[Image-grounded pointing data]

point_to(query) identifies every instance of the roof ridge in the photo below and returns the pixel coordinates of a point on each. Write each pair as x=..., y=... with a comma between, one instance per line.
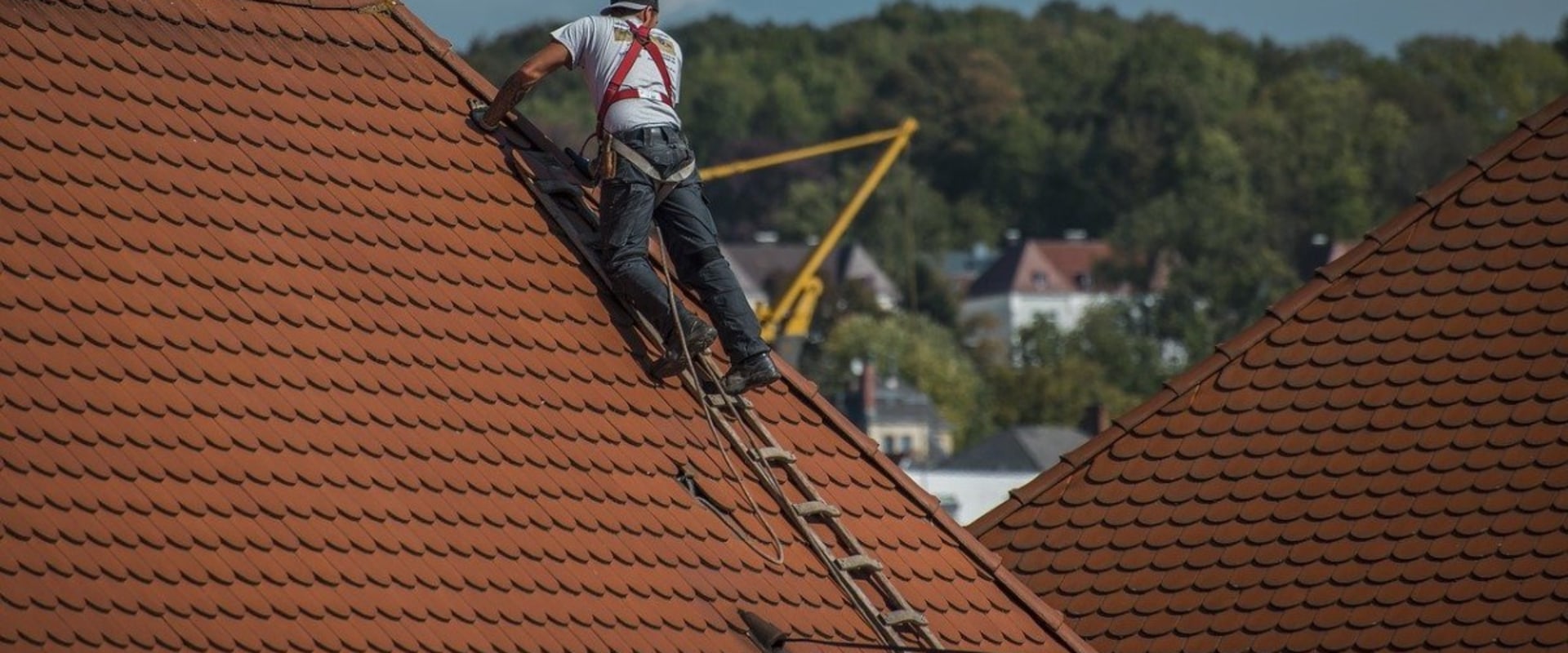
x=350, y=5
x=1053, y=622
x=1280, y=312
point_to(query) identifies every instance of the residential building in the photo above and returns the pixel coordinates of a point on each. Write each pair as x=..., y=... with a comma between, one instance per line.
x=980, y=477
x=1379, y=464
x=294, y=359
x=1037, y=279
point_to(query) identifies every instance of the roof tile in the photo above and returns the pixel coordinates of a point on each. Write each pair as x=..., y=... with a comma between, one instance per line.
x=286, y=344
x=1375, y=465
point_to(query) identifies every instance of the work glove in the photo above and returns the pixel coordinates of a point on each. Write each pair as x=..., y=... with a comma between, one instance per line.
x=477, y=110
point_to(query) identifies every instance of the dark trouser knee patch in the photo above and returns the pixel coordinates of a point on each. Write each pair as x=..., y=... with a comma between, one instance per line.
x=707, y=255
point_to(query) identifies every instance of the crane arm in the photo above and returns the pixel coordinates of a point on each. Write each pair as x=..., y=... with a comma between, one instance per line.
x=729, y=170
x=772, y=317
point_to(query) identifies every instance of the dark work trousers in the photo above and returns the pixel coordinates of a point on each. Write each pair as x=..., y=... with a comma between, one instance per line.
x=626, y=221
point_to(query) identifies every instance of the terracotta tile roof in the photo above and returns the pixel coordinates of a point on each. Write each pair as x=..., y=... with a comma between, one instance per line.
x=1379, y=464
x=291, y=361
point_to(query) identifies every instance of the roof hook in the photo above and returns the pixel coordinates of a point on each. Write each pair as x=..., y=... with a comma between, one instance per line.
x=767, y=636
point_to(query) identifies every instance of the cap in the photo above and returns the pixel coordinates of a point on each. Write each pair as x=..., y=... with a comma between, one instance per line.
x=630, y=5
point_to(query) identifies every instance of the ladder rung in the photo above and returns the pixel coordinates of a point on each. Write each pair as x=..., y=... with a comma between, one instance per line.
x=559, y=187
x=903, y=617
x=773, y=456
x=724, y=402
x=855, y=564
x=817, y=509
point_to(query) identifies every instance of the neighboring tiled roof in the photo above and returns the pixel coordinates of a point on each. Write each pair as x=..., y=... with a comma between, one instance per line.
x=1379, y=464
x=291, y=361
x=1043, y=267
x=1022, y=448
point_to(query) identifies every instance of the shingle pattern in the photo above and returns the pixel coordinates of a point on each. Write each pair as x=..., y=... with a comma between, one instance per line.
x=291, y=361
x=1377, y=465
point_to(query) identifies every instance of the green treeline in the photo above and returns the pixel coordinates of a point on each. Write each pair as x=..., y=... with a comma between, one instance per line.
x=1203, y=153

**ACTIVITY**
Once the pictures are set aside, the remaining data must be transcribed exactly.

**PROBLEM SOLUTION**
point_to(query) identifies every instance of the roof ridge in the photo below and returns the pixel coordinates of a point on each. Write each pair as x=..., y=... with a comma between, one instance per line.
x=350, y=5
x=1053, y=622
x=1280, y=312
point_to(query) identifies every instance of the residential building in the photo above and returns the pixel coordinates of a point on each. Write each pair as x=..., y=... with a comma between, one instance per line.
x=980, y=477
x=1379, y=464
x=294, y=359
x=1037, y=279
point_to(query) identifies every instance of the roof tile in the photo above and returns the pixel coordinates of a point on each. Write each pair as x=..., y=... with a comma between, one instance per line.
x=286, y=344
x=1375, y=465
point_to(query) identifies every instance of the work glove in the photo above and returns the pixel coordinates of a point on each. Write each pair as x=..., y=... with a comma between, one instance per line.
x=477, y=110
point_to(query) identifies every instance of the dark trouser knee patch in the photo above and returns the pixel coordinates of a point on each. Write each pair as x=..., y=... with a comma between, one instance per line.
x=707, y=255
point_to(query) identifies every instance of the crane arm in the photo above and returns the pixel coordinates of a point on each. Write each pair as x=..., y=... with a comma between, one instance per line.
x=729, y=170
x=772, y=317
point_to(query) identifies every instance of the dark work trousers in the photo above and returns the pixel coordinates of a point on each. Write each pair as x=..., y=... with a comma between, one instance per line.
x=626, y=221
point_to(query) identifies every instance of the terracotta tile roof in the photo above and returns the pixel coordinates of a point on each. Write each pair as x=..., y=... with a comma between, one instance per line.
x=1379, y=464
x=291, y=361
point_to(query) identifies every instance of the roof hook in the photo above and returns the pixel coordinates of a point on each. Write each pair as x=..., y=... with a comma between, one instance per line.
x=767, y=636
point_to(query) identifies every instance of the cap in the photo above and returns the pixel coordinates of a point on each. Write each pair as x=..., y=... with a comma between, one instance per line.
x=630, y=5
point_to(query) identifies every instance of the ladder rung in the photo above and returns the pixel coordinates of a point on each. Write each pair as x=..., y=... with a comma between, one instance per line.
x=559, y=187
x=903, y=617
x=773, y=456
x=724, y=402
x=855, y=564
x=817, y=509
point_to(query) identifies every instance of the neighboring tiled roof in the photo above and returns the pixel coordinates of a point on each. Write each pair as x=..., y=... with a comma between, one instance per line.
x=1379, y=464
x=291, y=361
x=1043, y=267
x=1022, y=448
point_to(query) identifies every instance of the shingle pattern in the photo above and returns the pixel coordinates of a point on each. Write each pair as x=..., y=... with a comma between, one instance per line.
x=291, y=361
x=1377, y=465
point_to(query) identifies every instance of the green treeline in the photo above and returns the pixel coordinates of a point on each. Write each pair as x=..., y=... with a comma between, one instance per line.
x=1203, y=153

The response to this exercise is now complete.